■ QUOTED PASSAGE
Lecture 13: Classification

In this lecture we discussed classification methods for predicting discrete-valued targets (e.g., spam classification or gender identification). We noted several potential issues in directly applying linear regression to classification problems and explored naive Bayes and logistic regression as alternatives.

We first reviewed Bayes’ rule for inverting conditional probabilities via a simple, but perhaps counterintuitive, medical diagnosis example and then adapted this to an (extremely naive) one-feature classifier. We improved upon this by considering naive Bayes—a simple linear method for classification in which we model each feature independently. While the independence assumption is almost definitely incorrect, naive Bayes turns out to work well in practice. In addition, naive Bayes is simple to train and predict with at scale. Unfortunately, however, it does fail to account for correlations amongst features.

Logistic regression addresses this issue by modeling the class-conditional probabilities directly, using a logistic function to transform predictions from a linear model to lie in the unit interval: $$ p(y=1|x, w) = {1 \over 1 + e^{-w \cdot x}} $$ While maximum likelihood inference for logistic regression does not permit a closed-form solution, gradient descent results in the following update equations, similar to linear regression: $$ \hat{w} \leftarrow \hat{w} + \eta X^T (y – p). $$ In smaller-scale settings one can improve on these updates by using second-order methods such as Newton-Raphson that leverage the local curvature of the likelihood landscape to determine the step size at each iteration. As with regression, some form of regularization is often useful for balancing the fit to training data with generalization error when one has a relatively large number of features.

References include Chapter 4 of Bishop, Chapter 4 of Hastie, Chapter 6 of Segaran, Horvitz, et. al., 1998, Lewis, 1998, Graham, 2002, and Metsis, et. al., 2006.

■ EXTRACTED RECORDS

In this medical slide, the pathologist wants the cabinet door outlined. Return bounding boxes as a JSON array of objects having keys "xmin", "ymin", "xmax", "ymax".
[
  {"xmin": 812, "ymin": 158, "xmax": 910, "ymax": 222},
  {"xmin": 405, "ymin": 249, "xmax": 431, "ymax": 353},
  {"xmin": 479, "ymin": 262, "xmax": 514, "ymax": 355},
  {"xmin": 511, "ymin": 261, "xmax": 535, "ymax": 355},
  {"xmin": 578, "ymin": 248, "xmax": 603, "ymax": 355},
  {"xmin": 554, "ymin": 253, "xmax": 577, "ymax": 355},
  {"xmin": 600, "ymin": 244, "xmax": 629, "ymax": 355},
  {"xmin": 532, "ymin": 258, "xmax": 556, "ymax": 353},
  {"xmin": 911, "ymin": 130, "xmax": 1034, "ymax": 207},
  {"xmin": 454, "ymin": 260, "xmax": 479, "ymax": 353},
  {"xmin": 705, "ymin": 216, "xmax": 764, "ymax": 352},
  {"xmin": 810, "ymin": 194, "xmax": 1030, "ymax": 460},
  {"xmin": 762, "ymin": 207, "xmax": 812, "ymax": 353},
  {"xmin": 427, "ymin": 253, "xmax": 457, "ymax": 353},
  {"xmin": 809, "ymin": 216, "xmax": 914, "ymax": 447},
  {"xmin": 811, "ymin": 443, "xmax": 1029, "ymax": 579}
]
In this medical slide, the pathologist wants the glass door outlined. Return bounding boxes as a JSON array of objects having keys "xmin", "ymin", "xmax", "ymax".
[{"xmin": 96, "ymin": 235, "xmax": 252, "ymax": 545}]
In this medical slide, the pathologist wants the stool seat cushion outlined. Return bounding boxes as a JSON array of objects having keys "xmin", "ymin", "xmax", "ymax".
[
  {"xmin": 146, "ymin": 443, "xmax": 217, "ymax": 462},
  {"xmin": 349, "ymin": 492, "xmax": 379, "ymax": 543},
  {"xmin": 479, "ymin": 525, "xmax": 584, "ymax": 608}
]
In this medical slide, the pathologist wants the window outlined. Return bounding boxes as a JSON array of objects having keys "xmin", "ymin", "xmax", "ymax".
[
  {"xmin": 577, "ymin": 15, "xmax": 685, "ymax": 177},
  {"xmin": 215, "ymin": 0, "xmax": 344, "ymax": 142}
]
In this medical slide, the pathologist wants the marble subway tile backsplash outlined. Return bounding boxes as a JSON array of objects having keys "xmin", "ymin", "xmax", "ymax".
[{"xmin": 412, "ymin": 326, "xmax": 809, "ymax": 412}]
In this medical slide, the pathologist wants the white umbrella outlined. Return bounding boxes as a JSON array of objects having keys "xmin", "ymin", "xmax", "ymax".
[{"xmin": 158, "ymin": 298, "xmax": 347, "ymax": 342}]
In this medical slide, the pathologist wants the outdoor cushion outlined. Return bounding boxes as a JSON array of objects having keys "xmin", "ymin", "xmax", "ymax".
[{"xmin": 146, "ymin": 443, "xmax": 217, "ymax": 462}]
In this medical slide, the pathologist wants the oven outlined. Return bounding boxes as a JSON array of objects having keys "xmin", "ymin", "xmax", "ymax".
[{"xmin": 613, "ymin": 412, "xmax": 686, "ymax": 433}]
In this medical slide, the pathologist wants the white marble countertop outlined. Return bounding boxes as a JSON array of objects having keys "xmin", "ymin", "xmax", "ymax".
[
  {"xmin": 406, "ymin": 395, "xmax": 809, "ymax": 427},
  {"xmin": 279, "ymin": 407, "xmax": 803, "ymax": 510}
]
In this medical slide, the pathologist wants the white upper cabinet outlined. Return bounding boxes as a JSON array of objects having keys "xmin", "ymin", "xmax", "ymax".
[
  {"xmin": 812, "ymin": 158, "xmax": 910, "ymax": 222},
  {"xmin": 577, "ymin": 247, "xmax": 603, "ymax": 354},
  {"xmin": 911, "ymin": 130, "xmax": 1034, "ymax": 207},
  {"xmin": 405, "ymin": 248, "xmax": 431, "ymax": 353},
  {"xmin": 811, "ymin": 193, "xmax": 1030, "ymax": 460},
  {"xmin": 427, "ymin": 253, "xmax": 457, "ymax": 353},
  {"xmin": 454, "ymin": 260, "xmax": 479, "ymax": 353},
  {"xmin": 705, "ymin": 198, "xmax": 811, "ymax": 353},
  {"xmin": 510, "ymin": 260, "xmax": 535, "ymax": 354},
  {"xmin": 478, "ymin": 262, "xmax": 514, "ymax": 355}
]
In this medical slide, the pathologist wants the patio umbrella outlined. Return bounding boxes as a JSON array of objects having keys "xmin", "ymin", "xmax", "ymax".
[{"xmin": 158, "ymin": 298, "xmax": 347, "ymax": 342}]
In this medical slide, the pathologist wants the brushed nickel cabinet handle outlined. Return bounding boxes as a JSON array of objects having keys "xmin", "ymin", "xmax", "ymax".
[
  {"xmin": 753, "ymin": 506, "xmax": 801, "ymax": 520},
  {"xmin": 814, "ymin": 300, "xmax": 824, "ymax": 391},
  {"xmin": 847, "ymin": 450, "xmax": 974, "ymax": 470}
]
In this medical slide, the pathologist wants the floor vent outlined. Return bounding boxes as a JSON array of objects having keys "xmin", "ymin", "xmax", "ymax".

■ WORK TASK A
Based on the lecture summary on classification, does each statement agree with it? Answer yes or no for each, and quote the words that decide it. (i) Naive Bayes accounts for correlations among features. (ii) Maximum likelihood inference for logistic regression has a closed-form solution. (iii) Naive Bayes is simple to train and predict with at scale.
■ WORK TASK B
Print the lecture summary on classification from "Logistic regression addresses" to "number of features.".
The lines above have no connection to the lecture summary on classification.

■ EXERCISE RESPONSE A
(i) No: "it does fail to account for correlations amongst features."
(ii) No: "maximum likelihood inference for logistic regression does not permit a closed-form solution"
(iii) Yes: "naive Bayes is simple to train and predict with at scale."

■ EXERCISE RESPONSE B
Logistic regression addresses this issue by modeling the class-conditional probabilities directly, using a logistic function to transform predictions from a linear model to lie in the unit interval: $$ p(y=1|x, w) = {1 \over 1 + e^{-w \cdot x}} $$ While maximum likelihood inference for logistic regression does not permit a closed-form solution, gradient descent results in the following update equations, similar to linear regression: $$ \hat{w} \leftarrow \hat{w} + \eta X^T (y – p). $$ In smaller-scale settings one can improve on these updates by using second-order methods such as Newton-Raphson that leverage the local curvature of the likelihood landscape to determine the step size at each iteration. As with regression, some form of regularization is often useful for balancing the fit to training data with generalization error when one has a relatively large number of features.